YOUR GOAL: Your task is to reproduce the entries below word for word.

DATA TO USE:
<<<<

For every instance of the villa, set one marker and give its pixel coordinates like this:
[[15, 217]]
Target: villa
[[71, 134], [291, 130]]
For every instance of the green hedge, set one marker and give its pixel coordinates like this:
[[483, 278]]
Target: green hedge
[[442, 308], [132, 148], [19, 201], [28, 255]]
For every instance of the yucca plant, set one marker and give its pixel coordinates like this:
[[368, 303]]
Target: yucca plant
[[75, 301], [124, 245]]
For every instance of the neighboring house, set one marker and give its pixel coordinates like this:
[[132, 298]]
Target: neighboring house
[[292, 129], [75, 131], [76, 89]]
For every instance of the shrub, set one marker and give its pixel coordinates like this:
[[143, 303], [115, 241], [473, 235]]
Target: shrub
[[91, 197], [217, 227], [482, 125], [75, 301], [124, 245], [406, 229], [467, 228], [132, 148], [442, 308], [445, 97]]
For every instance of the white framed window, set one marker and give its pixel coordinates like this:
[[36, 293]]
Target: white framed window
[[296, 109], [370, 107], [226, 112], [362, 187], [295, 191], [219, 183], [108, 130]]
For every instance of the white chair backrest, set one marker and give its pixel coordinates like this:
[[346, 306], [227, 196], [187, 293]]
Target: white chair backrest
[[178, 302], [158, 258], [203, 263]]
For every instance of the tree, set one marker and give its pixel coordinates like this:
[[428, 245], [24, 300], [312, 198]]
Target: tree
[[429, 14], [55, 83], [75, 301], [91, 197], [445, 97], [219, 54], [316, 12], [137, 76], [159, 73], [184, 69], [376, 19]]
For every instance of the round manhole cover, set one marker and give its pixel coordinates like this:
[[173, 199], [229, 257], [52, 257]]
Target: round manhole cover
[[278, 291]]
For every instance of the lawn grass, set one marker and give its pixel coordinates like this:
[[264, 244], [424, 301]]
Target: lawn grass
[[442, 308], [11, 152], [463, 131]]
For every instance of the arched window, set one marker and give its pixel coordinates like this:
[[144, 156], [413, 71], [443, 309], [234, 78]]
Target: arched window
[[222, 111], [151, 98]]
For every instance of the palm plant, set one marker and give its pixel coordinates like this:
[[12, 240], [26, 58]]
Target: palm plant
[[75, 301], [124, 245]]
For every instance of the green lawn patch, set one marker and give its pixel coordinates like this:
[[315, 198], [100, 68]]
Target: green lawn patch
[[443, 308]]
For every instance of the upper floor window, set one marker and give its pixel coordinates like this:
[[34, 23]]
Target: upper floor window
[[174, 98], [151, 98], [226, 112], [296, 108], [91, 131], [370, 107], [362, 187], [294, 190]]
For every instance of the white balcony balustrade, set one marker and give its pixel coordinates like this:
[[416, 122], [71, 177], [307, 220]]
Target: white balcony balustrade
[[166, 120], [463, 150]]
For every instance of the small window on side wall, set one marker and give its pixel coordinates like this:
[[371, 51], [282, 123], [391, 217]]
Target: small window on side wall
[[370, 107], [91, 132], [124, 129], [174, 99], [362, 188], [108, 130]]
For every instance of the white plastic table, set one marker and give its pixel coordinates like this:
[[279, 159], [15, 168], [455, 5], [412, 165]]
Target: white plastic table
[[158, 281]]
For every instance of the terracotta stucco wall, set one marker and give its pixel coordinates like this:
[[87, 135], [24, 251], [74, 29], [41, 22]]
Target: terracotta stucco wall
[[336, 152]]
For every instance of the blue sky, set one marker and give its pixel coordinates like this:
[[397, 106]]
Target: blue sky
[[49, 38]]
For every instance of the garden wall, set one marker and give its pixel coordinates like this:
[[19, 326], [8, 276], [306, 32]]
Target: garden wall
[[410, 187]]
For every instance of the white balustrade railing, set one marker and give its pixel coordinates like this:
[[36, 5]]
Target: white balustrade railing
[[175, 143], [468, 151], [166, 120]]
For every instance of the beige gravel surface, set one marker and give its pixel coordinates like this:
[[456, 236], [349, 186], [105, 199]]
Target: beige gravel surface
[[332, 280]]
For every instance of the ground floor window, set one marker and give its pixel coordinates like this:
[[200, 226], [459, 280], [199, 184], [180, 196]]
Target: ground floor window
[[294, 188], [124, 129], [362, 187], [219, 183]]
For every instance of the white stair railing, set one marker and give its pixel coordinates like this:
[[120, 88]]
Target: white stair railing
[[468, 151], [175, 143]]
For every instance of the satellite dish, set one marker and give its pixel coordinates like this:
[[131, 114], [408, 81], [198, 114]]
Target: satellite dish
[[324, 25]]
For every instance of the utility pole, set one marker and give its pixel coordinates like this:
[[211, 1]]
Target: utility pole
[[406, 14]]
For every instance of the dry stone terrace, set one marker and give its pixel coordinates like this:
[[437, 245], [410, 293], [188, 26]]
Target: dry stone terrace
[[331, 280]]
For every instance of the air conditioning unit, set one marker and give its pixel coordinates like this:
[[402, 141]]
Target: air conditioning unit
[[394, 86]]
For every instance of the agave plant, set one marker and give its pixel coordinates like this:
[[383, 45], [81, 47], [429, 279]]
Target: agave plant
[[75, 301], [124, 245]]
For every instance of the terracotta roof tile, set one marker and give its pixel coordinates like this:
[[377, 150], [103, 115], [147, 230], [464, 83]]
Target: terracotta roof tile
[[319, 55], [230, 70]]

>>>>

WRITTEN ANSWER:
For every instance of the villa, set one marker and give its pixel coordinates like this:
[[15, 217]]
Target: villa
[[71, 134], [291, 130]]
For every instance of the green hedge, set one marker and give its pixel coordinates like this:
[[483, 278]]
Target: green hedge
[[442, 308], [132, 148], [19, 201], [28, 255]]
For every instance of the yucca plant, set one marker and give its pixel coordinates like this:
[[368, 303]]
Target: yucca plant
[[75, 301], [124, 245]]
For every instance of the neighboring house, set one marker and give its pixel coordinates like this:
[[132, 298]]
Target: neighboring house
[[292, 129], [75, 131], [76, 89]]
For every instance of the shrub, set one marker and give its pixel coordinates like this:
[[143, 303], [115, 241], [473, 235]]
Target: shrub
[[91, 197], [217, 227], [482, 125], [75, 301], [124, 245], [406, 229], [467, 228], [132, 148], [442, 308], [445, 97]]
For every instance of the white framed window, set one marker and give its pixel coordinates like this:
[[36, 293]]
Target: white framed window
[[296, 109], [370, 107], [226, 112], [362, 187], [295, 191], [219, 183], [108, 130]]
For every instance of the white chair backrest, set one marker and give its pixel coordinates like this:
[[346, 306], [227, 196], [187, 293]]
Target: white chair backrest
[[178, 302], [158, 258], [203, 263]]
For every instance of the tree, set one marker and give its pixel coordinates like this:
[[428, 245], [24, 300], [312, 198]]
Target: tree
[[429, 14], [55, 83], [75, 301], [91, 197], [445, 97], [219, 54], [316, 12], [137, 76], [159, 73], [184, 69], [376, 19]]
For every instance of the round manhole cover, set one marker and give its pixel coordinates like this:
[[173, 199], [229, 257], [52, 257]]
Target: round manhole cover
[[278, 291]]
For every instance of the lawn grass, set one marker and give its pixel coordinates like this:
[[264, 244], [424, 301]]
Target: lawn grass
[[442, 308], [11, 152], [463, 131]]
For every instance of the arched window, set one marker and give its pixel coordinates like this:
[[144, 156], [413, 71], [443, 309], [234, 78]]
Target: arched window
[[222, 111], [151, 98]]
For every instance of the palm plant, set one marker and give its pixel coordinates like this:
[[12, 240], [26, 58]]
Target: palm plant
[[75, 301], [124, 245]]
For every instance of the green lawn patch, set one marker and give its pixel coordinates like this:
[[315, 198], [100, 68]]
Target: green lawn patch
[[443, 308]]
For every instance of the upper floor window, set one marker and give its pixel coordinates like this:
[[34, 23]]
Target: upper floor window
[[174, 98], [151, 98], [226, 112], [296, 108], [91, 131], [370, 107], [362, 187], [294, 190]]
For every instance of the white balcony balustrade, set one marker and give its pixel coordinates like this:
[[416, 122], [71, 177], [307, 220]]
Target: white balcony balustrade
[[166, 120], [463, 150]]
For every instance of the small window on side wall, set one marker and give its pixel coordinates like this:
[[371, 51], [282, 123], [391, 217]]
Target: small window on side wall
[[370, 107], [91, 132], [124, 129], [174, 99], [362, 188], [108, 130]]
For every instance of the white plastic table, set one marker and give its pixel coordinates like this:
[[279, 159], [15, 168], [455, 5], [412, 165]]
Target: white plastic table
[[158, 281]]
For every instance of the terracotta stucco wall, set one marker and give its pixel coordinates like this:
[[87, 135], [24, 251], [74, 29], [41, 22]]
Target: terracotta stucco wall
[[336, 152]]
For every instance of the blue sky, set one marker and give its pixel coordinates like this:
[[397, 106]]
Target: blue sky
[[49, 38]]
For every instance of the garden wall, set one marker and give its pixel coordinates like this:
[[19, 326], [8, 276], [306, 32]]
Target: garden wall
[[410, 187]]
For every instance of the white balustrade railing, set one marker and give its pixel coordinates like this:
[[36, 5]]
Target: white balustrade railing
[[175, 143], [468, 151], [166, 120]]
For every instance of the beige gravel surface, set one marker and give its pixel coordinates like this:
[[456, 236], [349, 186], [105, 199]]
Target: beige gravel surface
[[332, 280]]
For every instance of the ground floor window, set one marker and give its pixel coordinates like this:
[[200, 226], [459, 280], [199, 184], [180, 196]]
Target: ground floor window
[[294, 188], [124, 129], [362, 187], [219, 183]]
For every instance of the white stair railing, set one marker and give its pixel coordinates like this:
[[120, 88]]
Target: white stair railing
[[468, 151], [175, 143]]
For every instance of the satellite dish, set one marker and give its pixel coordinates like this:
[[131, 114], [408, 81], [198, 114]]
Target: satellite dish
[[324, 25]]
For every instance of the utility pole, set one marker and give its pixel coordinates like this:
[[211, 1]]
Target: utility pole
[[406, 14]]
For every instance of the dry stone terrace, set one marker and give its pixel coordinates like this:
[[437, 245], [410, 293], [188, 26]]
Target: dry stone terrace
[[331, 280]]
For every instance of the air conditioning unit, set one marker and give its pixel coordinates like this:
[[402, 141]]
Target: air conditioning unit
[[394, 86]]
For every instance of the agave plant, set one marker and give its pixel coordinates like this:
[[383, 45], [81, 47], [429, 279]]
Target: agave plant
[[75, 301], [124, 245]]
For every instance of the terracotta roof tile, set one marker and give its pixel coordinates like this:
[[377, 150], [103, 115], [147, 230], [464, 83]]
Target: terracotta roof tile
[[319, 55], [230, 70]]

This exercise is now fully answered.